Point annotations for photos

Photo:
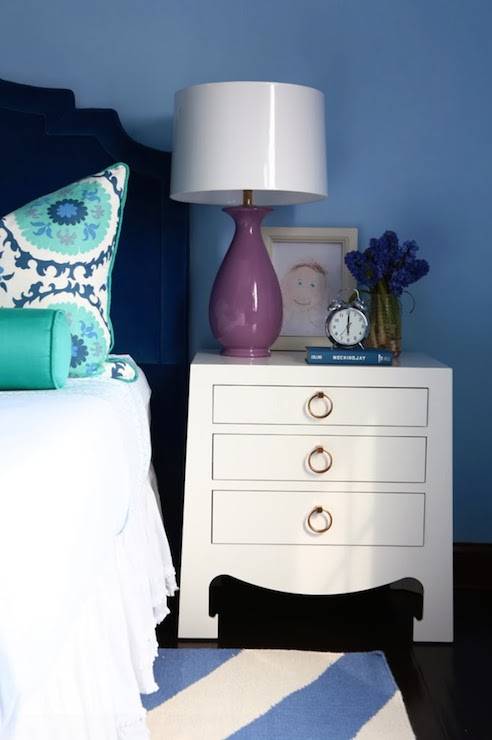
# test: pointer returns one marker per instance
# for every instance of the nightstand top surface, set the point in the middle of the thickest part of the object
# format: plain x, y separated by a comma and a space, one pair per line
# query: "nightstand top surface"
296, 359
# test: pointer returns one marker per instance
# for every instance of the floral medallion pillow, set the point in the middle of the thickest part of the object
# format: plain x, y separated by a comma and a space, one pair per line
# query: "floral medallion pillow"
58, 252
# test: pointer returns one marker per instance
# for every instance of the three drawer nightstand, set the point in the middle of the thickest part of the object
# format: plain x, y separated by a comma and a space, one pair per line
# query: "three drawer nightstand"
318, 480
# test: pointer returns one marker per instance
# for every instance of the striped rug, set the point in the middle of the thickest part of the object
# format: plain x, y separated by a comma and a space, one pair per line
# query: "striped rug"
275, 695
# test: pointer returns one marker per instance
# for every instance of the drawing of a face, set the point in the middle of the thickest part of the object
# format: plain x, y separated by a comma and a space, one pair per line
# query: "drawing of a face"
304, 287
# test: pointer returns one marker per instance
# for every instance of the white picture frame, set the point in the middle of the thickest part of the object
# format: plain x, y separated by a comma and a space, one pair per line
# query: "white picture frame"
310, 265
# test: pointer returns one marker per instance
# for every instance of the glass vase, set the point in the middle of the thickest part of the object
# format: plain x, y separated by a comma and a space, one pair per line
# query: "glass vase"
385, 322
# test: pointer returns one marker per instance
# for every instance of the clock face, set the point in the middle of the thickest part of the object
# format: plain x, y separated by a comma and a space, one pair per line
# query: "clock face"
347, 327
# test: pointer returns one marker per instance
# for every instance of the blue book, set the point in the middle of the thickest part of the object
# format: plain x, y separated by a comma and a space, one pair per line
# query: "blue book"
335, 356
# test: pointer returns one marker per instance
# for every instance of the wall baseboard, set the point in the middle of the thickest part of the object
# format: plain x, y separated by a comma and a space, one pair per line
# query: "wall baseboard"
472, 565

> **Problem requirements**:
None of the pictures should appear; repeat the records exactly otherwise.

> **Exercise result**:
Photo:
# test: pointer returns one marker per instance
# for every instance of the nightstand top surface, set the point in the middle of the thickest part of the object
# format: plain x, y separated by a comma and a space, one pair per line
# query: "nightstand top surface"
296, 359
# test: pointer returns one marker per instance
# for every instance of the floral medallion pillow, set the point in the middle of the thickest part of the object
# format: plain x, y separated by a comma and a space, one pair per line
# query: "floral medallion pillow"
58, 252
# test: pointer returns one marker per instance
# for every instance of the three drawer nightstand, set the point in the middle of the thickest part of the object
# format: plain x, y separated by a comma and a space, one pair per line
# query: "three drawer nightstand"
318, 480
# test: pointer returns one marker per instance
# for every instance of the striped rug, set the point in the middle of the thickest part of the object
# format: plain x, y separated by a comma and a space, one pair per line
# query: "striped rug"
275, 695
# test: pointer returns one marker per instance
# for every instance of the drawing of a face, set the point in the middle of the thickest part of the object
# format: plain x, y separated by a comma and a space, one pair per line
# query: "drawing of a face"
304, 287
# test: pointer returns one marker per instance
# for every instance of the white picture frame, set the point in the middle of the thickest part of the object
# format: plain x, y separated by a comma and a space, one pair per line
# query: "white picture frame"
310, 265
# test: pointer returns one marker per instance
# for every instance of the glass vase, set the point in the middle of the thickest part of the object
# format: plain x, y separated by a comma and a space, one pair per line
# query: "glass vase"
385, 322
# test: pointer returns one marker per instance
# for every instance of the clock face, set the point in the middle of the thickest part of the object
# format: plain x, y separated by a comma and a space, one pair per line
# query: "clock face"
347, 327
# test: pointer returns one marker per instance
# for every instance of the blue book, set the point in the middle of the thickest part of the object
# format: plain x, y separated by a comma and a space, one pair per line
# query: "blue book"
335, 356
# test: pointer returns one marker per instance
# for every instance of the wall baseboard, set the point in the middle of the thickest part of the object
# format: plain x, y separated by a comma and a space, one pair per line
# query: "wall baseboard"
472, 565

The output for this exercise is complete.